* Exercise: Rewrite every line in the stored data below, requests included, from the line containing "the cup handle." down to the last line, inclusive. Scale each x and y coordinate in the answers by 2.05 and round to whole numbers, with halves rounded up.

Start of The records

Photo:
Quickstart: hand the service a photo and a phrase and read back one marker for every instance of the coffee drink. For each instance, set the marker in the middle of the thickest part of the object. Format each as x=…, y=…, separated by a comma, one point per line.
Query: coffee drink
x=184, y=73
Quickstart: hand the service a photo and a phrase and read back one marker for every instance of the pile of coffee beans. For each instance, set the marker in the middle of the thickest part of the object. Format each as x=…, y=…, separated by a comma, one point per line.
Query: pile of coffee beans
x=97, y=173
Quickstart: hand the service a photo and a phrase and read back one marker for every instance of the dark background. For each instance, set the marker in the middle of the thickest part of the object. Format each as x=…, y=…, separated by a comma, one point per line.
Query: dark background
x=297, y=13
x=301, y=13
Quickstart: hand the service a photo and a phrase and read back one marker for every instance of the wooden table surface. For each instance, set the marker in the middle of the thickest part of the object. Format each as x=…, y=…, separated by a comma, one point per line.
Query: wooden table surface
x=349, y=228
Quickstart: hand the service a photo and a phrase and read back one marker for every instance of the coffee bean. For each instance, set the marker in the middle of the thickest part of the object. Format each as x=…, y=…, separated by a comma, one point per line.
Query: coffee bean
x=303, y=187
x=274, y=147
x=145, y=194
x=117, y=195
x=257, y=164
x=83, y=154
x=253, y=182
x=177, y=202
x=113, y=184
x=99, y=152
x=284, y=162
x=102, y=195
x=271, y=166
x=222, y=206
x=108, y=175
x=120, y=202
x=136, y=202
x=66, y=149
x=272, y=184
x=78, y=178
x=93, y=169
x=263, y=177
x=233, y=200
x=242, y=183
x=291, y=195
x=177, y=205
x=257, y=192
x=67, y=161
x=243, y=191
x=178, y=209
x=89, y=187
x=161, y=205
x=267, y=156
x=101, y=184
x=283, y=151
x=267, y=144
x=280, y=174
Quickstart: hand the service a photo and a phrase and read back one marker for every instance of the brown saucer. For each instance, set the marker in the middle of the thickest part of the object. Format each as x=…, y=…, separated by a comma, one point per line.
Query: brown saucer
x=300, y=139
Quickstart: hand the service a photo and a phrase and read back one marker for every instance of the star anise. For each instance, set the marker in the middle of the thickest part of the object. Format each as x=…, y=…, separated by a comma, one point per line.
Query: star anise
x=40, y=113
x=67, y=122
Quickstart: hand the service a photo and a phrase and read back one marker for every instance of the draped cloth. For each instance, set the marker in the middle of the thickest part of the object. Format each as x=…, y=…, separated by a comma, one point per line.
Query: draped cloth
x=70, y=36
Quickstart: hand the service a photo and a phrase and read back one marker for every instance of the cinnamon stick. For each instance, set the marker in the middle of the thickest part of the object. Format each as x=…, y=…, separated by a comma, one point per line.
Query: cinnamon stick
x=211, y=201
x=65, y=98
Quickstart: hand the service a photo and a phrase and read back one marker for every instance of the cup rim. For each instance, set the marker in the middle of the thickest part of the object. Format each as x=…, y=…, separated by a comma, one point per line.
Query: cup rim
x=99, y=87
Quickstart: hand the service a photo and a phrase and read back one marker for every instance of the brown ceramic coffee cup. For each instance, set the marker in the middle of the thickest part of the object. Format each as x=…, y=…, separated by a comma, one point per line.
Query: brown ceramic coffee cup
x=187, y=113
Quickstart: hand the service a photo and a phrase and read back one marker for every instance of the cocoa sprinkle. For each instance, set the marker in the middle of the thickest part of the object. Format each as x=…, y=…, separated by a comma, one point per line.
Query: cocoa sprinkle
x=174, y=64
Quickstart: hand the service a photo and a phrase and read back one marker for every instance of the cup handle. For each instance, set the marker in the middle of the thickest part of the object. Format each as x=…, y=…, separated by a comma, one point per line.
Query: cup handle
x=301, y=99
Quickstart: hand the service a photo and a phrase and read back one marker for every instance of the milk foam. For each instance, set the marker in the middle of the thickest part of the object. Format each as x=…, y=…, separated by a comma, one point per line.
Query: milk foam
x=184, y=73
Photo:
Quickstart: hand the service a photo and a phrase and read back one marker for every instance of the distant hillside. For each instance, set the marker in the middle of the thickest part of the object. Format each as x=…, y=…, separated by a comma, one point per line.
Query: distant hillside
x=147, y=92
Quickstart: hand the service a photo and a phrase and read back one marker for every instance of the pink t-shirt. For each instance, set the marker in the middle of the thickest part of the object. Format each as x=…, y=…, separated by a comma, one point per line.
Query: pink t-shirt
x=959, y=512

End of The records

* Answer for this exercise:
Quickstart: hand the service a photo and a phrase and read back one marker for every instance of the cup handle. For each instance, set the marker in the middle of the thickest part of the object. Format each as x=…, y=…, separated by a comma, one point per line.
Query: cup handle
x=617, y=203
Quickstart: hand the service a photo and a phrase and read back one marker for every instance of the milk foam. For each instance, set the marker in the middle of the thickest part of the object. Format each as x=…, y=…, separated by a comma, one point per line.
Query: milk foam
x=377, y=150
Photo:
Quickstart: hand the service a photo and a phrase and read back one marker for every instance of the distant hillside. For each instance, set the marker in the middle of the thickest part of the object. Format each as x=…, y=…, separated by a comma, one point per line.
Query: distant hillside
x=301, y=189
Quickstart: hand the service a photo and a phrase and read back one marker for every instance of the pink t-shirt. For each instance, set the marker in the middle of the thickest part of the object. Format each as x=…, y=…, separated by a comma, one point per line.
Query: pink t-shirt
x=1966, y=1050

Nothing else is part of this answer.